*EXERCISE AIM*.
Count the lines in the material below that contain the word "floor". Reply with the number alone.

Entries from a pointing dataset
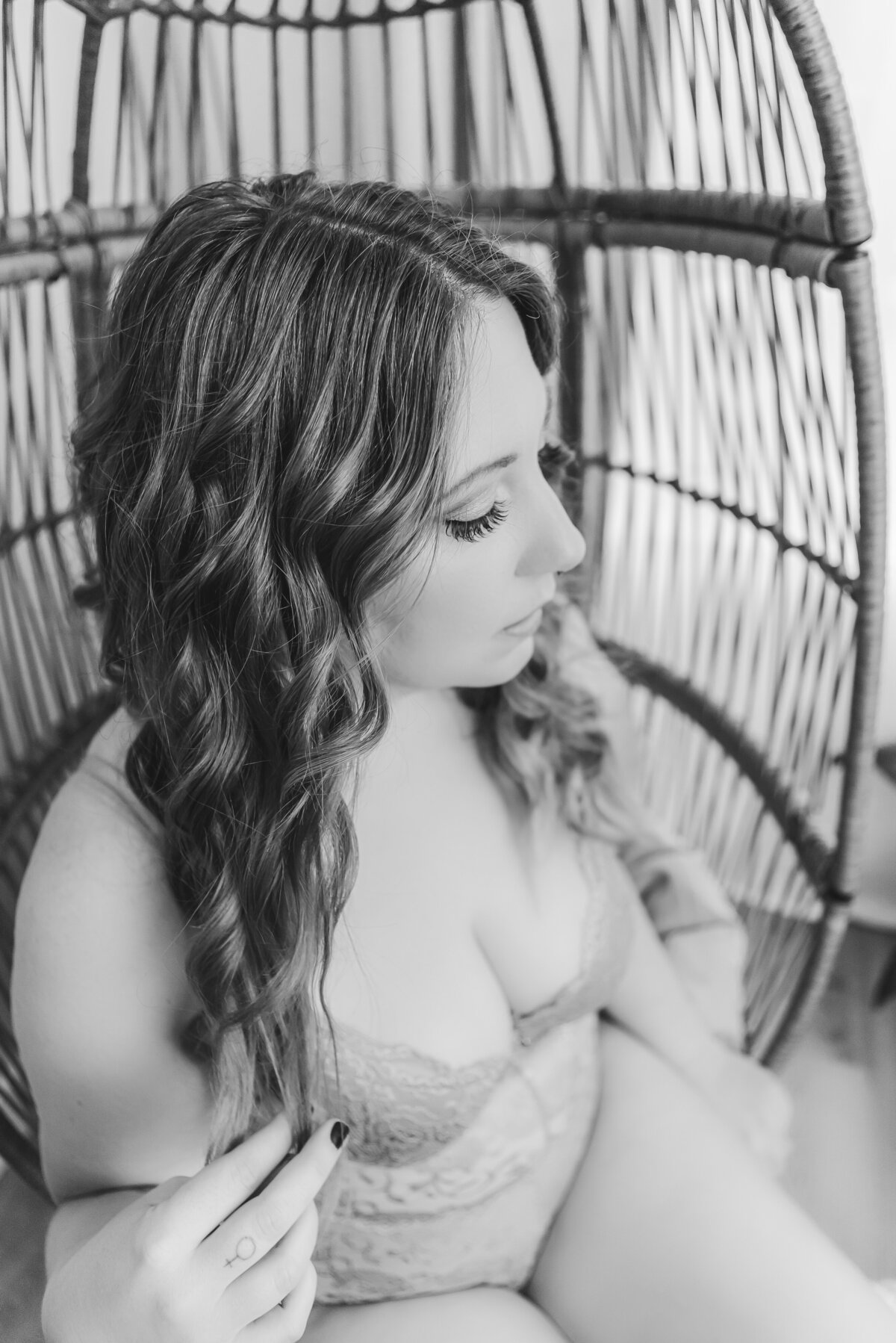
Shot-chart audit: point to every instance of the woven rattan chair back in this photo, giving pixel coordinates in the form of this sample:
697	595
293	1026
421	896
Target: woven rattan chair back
688	171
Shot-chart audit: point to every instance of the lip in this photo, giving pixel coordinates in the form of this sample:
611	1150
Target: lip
528	624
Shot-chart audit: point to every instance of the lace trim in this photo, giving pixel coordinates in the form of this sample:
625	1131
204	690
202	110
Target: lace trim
402	1104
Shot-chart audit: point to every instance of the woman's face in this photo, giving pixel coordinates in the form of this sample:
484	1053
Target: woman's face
450	629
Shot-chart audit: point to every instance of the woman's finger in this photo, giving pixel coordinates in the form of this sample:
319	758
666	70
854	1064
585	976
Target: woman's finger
285	1323
249	1233
276	1276
217	1190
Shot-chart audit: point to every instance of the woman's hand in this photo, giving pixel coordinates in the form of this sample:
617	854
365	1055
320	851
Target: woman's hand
751	1099
208	1259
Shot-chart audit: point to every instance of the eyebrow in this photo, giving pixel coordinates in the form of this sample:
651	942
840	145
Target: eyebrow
497	465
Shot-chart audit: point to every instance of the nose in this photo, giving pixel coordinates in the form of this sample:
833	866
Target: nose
556	545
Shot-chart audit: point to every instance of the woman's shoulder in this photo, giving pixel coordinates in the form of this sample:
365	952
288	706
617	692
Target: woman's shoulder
100	991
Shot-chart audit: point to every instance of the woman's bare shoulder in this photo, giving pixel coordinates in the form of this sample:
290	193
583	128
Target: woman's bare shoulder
100	991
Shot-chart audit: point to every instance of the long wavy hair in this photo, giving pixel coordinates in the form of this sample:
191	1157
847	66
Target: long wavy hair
265	450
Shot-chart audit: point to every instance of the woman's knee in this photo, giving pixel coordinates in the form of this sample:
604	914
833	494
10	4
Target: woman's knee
672	1230
477	1315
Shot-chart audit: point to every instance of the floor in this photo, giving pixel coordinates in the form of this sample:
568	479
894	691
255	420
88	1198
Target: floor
842	1077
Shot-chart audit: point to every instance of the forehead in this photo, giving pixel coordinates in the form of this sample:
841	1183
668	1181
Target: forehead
507	395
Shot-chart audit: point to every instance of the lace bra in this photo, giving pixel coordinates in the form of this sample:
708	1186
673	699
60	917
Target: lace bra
403	1104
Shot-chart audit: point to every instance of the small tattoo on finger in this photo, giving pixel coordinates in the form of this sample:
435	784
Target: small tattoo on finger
245	1250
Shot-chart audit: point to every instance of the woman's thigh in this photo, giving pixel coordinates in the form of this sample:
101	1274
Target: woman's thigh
672	1233
479	1315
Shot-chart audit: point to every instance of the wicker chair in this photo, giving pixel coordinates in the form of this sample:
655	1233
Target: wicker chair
689	173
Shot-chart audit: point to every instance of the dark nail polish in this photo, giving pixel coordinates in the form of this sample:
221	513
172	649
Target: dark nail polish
339	1132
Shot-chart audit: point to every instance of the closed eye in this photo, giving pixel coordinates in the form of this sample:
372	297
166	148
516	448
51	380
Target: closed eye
556	461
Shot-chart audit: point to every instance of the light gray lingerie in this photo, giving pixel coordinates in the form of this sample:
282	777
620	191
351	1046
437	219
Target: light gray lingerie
453	1176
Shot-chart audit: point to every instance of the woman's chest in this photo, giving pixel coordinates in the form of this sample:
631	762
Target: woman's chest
464	912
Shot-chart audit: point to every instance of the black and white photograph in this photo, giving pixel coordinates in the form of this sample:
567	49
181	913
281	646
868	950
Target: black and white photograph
448	645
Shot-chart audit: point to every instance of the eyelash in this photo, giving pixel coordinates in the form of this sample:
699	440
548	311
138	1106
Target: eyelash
553	459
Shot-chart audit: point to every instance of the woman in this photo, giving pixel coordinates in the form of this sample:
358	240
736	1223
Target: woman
327	521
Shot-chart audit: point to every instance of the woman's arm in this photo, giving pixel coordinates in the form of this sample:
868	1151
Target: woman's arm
652	1004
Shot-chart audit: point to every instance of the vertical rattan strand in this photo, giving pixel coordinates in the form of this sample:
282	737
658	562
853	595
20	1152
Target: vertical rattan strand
853	279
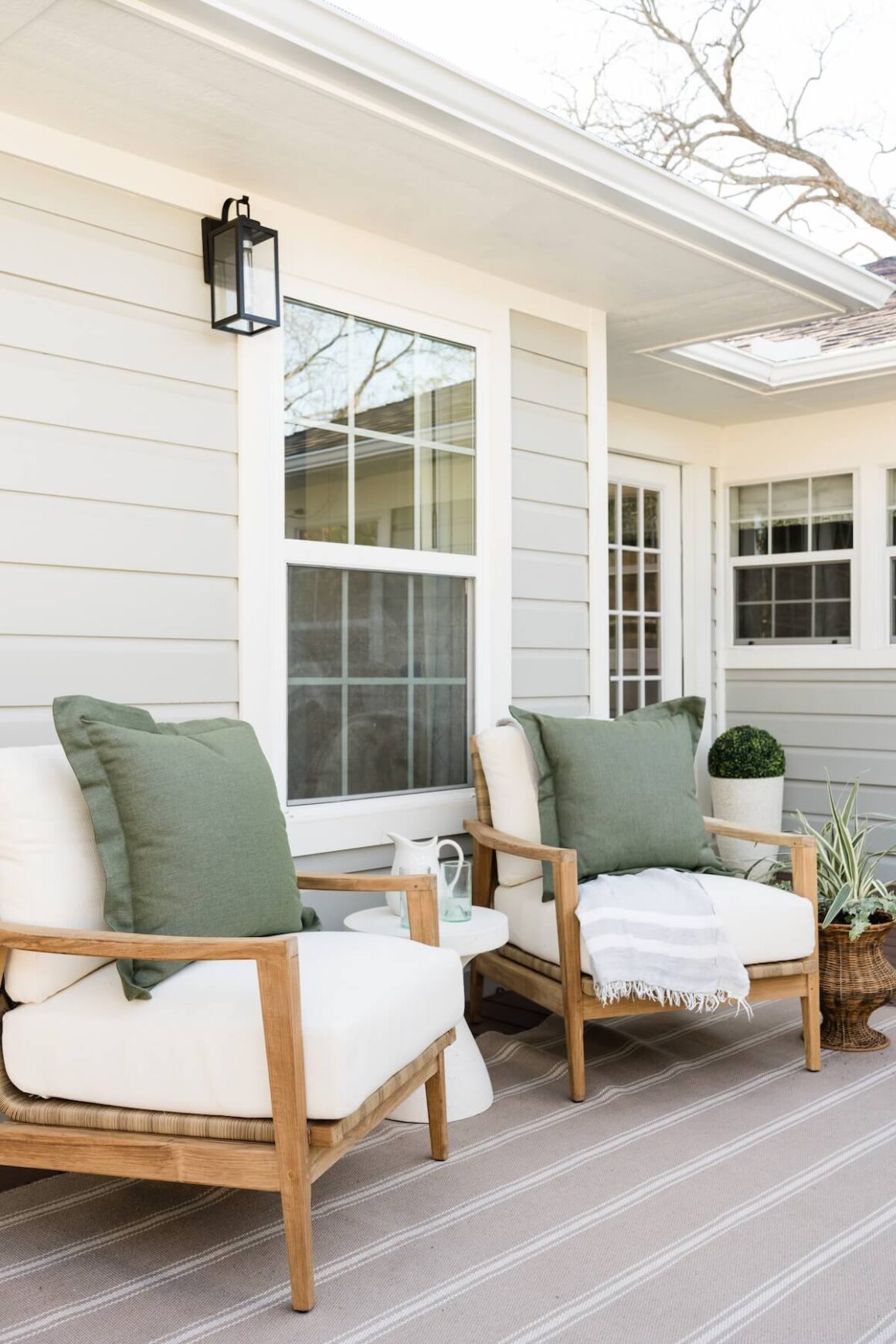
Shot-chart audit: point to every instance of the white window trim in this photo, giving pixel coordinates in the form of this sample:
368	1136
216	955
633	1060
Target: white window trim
781	653
265	554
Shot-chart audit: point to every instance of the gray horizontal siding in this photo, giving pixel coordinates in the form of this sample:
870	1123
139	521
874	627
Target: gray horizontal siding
550	486
830	723
117	459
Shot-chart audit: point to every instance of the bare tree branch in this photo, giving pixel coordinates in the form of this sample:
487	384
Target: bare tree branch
699	124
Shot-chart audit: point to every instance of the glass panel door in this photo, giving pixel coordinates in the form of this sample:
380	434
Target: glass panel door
643	601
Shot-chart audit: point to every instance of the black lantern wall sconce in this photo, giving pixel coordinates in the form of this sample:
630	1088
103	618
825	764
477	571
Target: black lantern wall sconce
241	263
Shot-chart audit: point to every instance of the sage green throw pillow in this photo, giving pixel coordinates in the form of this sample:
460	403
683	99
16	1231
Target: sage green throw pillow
188	828
623	792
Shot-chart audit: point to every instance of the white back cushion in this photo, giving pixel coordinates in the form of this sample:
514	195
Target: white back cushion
50	870
514	792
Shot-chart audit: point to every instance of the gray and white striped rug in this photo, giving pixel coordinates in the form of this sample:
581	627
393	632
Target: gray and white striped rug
708	1190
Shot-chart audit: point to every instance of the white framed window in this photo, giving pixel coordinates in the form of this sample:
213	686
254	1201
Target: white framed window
891	552
792	559
381	553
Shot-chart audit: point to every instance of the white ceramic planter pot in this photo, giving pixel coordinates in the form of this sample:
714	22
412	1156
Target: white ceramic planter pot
750	803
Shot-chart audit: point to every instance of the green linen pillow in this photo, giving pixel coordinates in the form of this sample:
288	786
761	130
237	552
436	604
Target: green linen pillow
188	828
623	792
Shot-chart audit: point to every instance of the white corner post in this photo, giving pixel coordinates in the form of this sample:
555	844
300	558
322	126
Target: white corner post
598	467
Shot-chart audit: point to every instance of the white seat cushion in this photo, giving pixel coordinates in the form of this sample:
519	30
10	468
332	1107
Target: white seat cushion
370	1006
514	795
763	924
50	870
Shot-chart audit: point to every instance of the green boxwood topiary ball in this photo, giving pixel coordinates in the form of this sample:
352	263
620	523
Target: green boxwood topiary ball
746	753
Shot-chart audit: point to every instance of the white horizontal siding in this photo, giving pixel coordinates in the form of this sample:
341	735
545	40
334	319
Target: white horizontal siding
550	585
117	459
113	401
69	254
551	382
36	668
545	429
830	723
47	530
539	574
550	480
56	460
46	599
103	331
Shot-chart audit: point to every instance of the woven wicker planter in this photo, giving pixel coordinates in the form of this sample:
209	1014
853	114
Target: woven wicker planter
856	979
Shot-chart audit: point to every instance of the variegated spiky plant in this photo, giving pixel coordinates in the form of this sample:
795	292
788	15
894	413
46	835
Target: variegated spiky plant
850	889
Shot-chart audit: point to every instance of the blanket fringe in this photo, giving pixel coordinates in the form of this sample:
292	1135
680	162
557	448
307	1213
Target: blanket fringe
618	989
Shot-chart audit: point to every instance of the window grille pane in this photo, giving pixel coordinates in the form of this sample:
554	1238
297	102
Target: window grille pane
629	515
316	385
652	519
750	521
383	494
383	379
832	494
832	621
446	392
834	534
629	581
446	501
316	486
792	602
789	497
789	535
832	579
378	739
792	584
376	623
652	582
365	405
792	620
378	682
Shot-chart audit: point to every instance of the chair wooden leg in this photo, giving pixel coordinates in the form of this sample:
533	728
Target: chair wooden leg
297	1224
812	1024
566	894
281	1015
437	1112
474	1011
575	1053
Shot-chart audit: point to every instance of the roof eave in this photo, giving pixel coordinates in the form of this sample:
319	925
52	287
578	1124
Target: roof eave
368	63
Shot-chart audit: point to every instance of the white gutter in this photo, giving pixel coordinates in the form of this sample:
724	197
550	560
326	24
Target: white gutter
769	377
367	66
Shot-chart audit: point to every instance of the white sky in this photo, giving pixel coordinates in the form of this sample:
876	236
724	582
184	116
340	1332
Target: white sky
518	46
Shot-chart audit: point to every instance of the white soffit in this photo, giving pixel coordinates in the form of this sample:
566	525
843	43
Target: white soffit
301	104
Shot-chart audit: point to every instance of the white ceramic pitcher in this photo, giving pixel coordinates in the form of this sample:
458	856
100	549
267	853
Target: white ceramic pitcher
419	857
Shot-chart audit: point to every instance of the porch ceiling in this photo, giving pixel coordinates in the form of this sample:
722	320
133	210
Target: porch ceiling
304	105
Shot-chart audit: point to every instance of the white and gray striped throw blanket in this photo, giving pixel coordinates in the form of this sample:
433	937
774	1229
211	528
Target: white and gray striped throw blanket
656	935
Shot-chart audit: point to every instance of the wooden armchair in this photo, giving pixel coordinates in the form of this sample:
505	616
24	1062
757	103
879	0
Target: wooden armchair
283	1153
555	973
234	1073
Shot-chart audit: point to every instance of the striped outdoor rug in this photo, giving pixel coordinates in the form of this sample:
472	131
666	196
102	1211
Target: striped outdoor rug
708	1190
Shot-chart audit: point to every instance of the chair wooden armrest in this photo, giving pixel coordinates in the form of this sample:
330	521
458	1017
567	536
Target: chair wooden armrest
422	897
503	843
107	942
783	839
803	854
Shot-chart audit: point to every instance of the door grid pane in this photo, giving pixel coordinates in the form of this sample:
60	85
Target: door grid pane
636	615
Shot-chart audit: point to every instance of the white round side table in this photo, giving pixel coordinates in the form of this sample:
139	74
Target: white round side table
467	1078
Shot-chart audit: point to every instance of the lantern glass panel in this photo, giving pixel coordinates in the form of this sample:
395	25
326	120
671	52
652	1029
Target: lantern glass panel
260	274
225	300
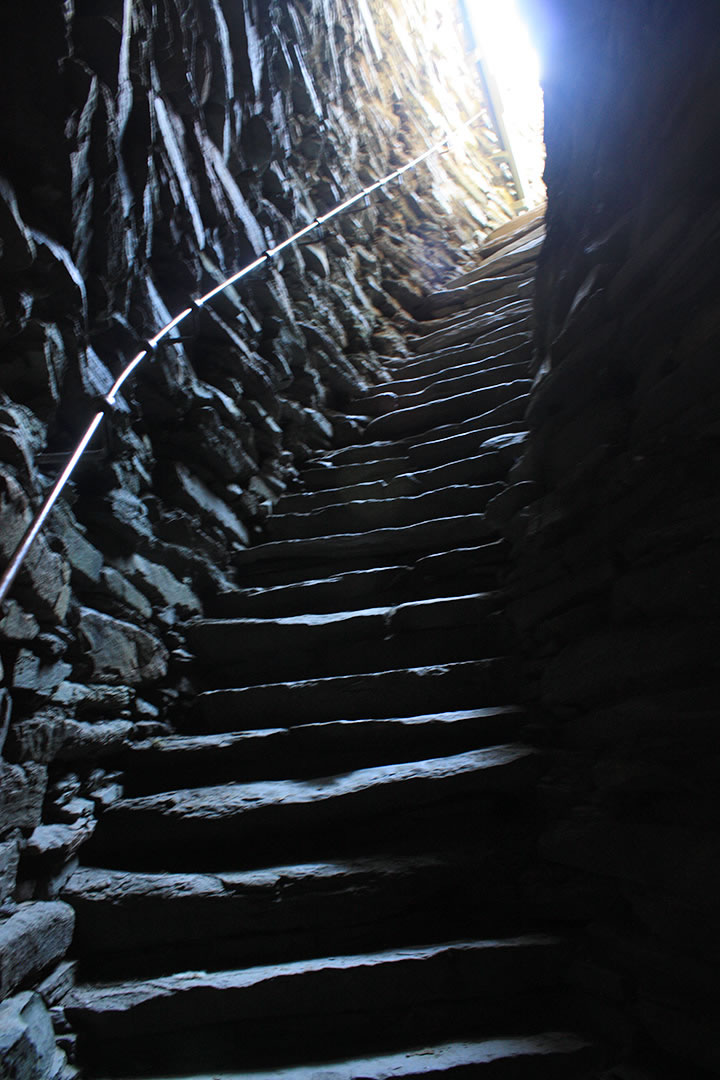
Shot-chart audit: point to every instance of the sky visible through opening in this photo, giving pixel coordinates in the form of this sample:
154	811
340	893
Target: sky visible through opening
504	45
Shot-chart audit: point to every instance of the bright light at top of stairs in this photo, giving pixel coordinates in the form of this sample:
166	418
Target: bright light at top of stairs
506	49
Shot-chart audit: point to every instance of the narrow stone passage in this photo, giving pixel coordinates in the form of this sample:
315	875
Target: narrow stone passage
323	875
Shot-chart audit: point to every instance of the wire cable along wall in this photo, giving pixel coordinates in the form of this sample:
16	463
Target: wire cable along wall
108	402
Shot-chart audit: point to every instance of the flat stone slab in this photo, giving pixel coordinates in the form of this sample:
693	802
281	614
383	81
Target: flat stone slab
544	1056
313	748
330	985
437	534
32	939
309	644
369	514
139	923
372	696
405	421
239	820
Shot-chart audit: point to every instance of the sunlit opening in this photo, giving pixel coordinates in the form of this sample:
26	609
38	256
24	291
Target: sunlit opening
510	59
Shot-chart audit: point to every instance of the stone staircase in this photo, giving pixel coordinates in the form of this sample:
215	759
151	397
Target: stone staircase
324	874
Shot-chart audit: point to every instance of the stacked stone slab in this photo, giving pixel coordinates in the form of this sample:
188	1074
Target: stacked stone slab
324	873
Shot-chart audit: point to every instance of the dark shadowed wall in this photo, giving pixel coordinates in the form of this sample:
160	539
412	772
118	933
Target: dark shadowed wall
615	586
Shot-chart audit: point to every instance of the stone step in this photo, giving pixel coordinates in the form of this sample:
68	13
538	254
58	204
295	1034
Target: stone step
474	331
494	347
423	802
367	468
383	460
507	418
460	295
145	925
424	383
407	421
517	254
429	631
481	468
465	300
312	750
549	1055
375	696
507	235
424	390
280	561
317	1009
442	574
479	298
493	292
358	515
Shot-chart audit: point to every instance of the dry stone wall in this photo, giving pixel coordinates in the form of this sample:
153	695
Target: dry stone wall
615	581
150	148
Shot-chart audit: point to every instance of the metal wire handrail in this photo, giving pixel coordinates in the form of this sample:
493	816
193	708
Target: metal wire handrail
108	401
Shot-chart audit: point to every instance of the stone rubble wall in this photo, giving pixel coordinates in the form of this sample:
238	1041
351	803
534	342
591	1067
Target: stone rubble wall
616	553
152	147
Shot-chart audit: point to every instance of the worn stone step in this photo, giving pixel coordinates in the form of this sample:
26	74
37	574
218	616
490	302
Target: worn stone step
447	307
475	331
425	390
383	460
508	418
141	925
430	631
480	295
376	694
479	300
477	368
508	234
497	347
478	469
367	468
358	515
312	750
443	574
281	561
519	251
315	1009
546	1056
405	421
260	822
462	295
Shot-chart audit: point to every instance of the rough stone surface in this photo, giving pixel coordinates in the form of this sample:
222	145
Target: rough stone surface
27	1040
31	940
171	145
613	588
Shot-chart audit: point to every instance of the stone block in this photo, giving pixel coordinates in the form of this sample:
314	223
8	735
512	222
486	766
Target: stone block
9	861
36	936
120	652
22	793
32	675
27	1039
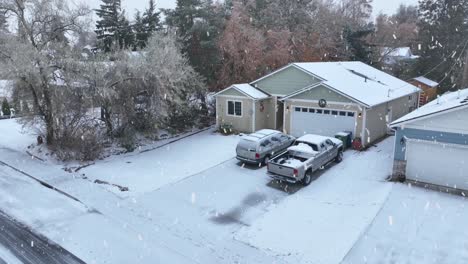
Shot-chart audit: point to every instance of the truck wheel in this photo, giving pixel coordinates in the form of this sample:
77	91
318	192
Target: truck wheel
339	157
307	178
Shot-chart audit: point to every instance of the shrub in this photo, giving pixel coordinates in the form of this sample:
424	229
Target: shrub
6	107
226	129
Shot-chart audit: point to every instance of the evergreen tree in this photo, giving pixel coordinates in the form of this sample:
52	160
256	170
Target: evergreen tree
5	107
151	19
444	34
107	27
3	22
140	33
199	24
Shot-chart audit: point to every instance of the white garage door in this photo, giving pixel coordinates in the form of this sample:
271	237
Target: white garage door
437	163
323	122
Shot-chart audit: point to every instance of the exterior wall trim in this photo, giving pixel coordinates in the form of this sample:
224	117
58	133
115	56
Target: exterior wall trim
235	101
331	109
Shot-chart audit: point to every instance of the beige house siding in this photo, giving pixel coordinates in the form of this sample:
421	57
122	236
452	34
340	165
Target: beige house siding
286	81
322	92
377	120
266	118
242	123
290	103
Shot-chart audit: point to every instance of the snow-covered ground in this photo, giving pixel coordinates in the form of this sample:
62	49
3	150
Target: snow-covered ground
151	170
416	226
6	257
192	202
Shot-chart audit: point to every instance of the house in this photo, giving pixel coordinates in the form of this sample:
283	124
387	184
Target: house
319	98
431	143
392	56
428	89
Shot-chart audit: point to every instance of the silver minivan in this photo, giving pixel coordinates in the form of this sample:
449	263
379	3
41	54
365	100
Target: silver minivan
259	147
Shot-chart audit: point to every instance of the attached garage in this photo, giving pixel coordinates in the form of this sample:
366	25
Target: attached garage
437	163
326	122
431	144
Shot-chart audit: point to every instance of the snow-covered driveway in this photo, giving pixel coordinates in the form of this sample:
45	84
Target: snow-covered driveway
320	223
187	207
151	170
416	226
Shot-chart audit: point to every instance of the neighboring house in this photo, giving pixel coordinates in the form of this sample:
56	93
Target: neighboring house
319	98
392	56
431	144
428	89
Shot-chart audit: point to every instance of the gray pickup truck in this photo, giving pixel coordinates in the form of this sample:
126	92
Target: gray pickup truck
307	155
259	147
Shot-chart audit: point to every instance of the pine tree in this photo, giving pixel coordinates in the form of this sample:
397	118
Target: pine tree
444	36
126	37
3	22
151	19
140	33
6	107
107	27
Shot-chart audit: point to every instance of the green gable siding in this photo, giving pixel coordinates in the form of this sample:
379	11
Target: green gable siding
322	92
286	82
233	92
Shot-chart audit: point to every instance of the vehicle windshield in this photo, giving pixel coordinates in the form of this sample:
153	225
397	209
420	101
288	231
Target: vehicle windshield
233	131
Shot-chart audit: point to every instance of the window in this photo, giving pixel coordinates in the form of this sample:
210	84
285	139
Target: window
234	108
265	143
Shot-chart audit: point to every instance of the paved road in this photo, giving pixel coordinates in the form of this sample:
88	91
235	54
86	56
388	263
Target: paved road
29	247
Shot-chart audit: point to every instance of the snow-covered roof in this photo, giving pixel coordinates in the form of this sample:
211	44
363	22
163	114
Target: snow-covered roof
358	81
313	139
426	81
248	90
301	147
6	89
446	102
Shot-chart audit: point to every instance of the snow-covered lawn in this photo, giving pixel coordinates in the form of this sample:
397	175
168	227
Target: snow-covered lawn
151	170
416	226
192	202
320	223
6	257
93	237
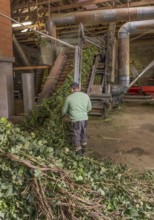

*FINISHED TASK*.
2